** START OF Provided data **

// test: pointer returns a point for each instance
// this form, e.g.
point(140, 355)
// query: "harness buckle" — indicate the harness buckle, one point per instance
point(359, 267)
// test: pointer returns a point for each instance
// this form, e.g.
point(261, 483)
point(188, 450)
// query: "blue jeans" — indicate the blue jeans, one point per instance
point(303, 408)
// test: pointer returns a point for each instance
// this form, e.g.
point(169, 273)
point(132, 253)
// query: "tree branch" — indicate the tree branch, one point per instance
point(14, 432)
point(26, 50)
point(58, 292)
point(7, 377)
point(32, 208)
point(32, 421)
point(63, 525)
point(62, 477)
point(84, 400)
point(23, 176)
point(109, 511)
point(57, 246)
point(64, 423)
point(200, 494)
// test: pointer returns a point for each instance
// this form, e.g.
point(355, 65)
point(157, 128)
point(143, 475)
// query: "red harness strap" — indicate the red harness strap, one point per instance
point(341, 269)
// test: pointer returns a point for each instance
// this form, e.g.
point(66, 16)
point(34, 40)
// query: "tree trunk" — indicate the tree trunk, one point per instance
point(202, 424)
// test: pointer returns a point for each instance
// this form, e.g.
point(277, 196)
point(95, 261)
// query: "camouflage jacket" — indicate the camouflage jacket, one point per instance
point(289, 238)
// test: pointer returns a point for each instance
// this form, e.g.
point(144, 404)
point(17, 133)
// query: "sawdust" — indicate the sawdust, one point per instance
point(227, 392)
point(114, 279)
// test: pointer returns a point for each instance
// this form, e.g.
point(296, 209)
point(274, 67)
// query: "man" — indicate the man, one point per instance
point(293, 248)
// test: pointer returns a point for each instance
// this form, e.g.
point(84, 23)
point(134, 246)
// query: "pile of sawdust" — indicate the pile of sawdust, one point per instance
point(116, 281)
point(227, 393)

** END OF Provided data **

What to do: Collect every line of the records above that holds the word "sawdust", and copy each one in full.

The response:
// query: "sawdust" — indicate the sawdust, one point per instance
// query: "pile of sawdust" — indicate the pile of sawdust, one point per instance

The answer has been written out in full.